-- start of Data for processing --
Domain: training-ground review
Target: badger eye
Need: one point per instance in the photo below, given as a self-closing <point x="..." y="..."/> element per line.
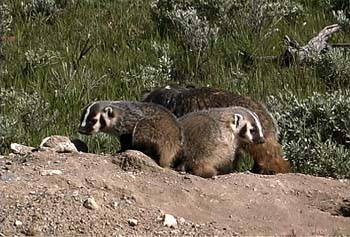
<point x="92" y="121"/>
<point x="253" y="131"/>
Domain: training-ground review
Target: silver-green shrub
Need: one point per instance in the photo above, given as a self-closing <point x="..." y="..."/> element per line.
<point x="315" y="132"/>
<point x="23" y="115"/>
<point x="333" y="68"/>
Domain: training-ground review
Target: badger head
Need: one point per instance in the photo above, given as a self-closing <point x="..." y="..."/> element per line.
-- end of Data for processing --
*Request*. Return every line above that contains the word "badger", copied without change.

*Problem solution*.
Target: badger eye
Target: badger head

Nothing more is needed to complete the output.